● What you need to do
Copy out each line below that has the word "white" in it.

==*==

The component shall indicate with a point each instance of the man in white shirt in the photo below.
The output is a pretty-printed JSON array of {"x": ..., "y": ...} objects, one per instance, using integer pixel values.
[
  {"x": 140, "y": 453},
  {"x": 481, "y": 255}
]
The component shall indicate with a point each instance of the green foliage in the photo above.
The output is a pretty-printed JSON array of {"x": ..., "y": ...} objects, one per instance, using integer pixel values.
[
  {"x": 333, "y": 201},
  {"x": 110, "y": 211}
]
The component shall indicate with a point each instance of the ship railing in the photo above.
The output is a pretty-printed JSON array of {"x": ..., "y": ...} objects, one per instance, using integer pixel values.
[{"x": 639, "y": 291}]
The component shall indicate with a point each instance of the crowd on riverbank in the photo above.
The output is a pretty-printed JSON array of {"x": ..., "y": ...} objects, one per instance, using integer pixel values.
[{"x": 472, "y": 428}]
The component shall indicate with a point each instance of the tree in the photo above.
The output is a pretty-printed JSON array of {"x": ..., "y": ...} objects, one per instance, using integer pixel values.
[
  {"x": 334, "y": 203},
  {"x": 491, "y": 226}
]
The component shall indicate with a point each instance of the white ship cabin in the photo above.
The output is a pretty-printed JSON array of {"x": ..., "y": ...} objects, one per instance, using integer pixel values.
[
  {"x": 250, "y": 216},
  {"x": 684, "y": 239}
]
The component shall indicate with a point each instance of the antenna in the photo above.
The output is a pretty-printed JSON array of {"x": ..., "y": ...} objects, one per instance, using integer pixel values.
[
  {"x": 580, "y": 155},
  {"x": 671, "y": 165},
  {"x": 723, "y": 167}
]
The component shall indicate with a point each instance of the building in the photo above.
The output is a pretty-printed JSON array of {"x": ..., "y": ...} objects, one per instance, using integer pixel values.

==*==

● Task answer
The component shall indicate with a point each instance of the man in white shirt in the photo below.
The component shall indicate with a point each instance of the white ship cabin in the photo above.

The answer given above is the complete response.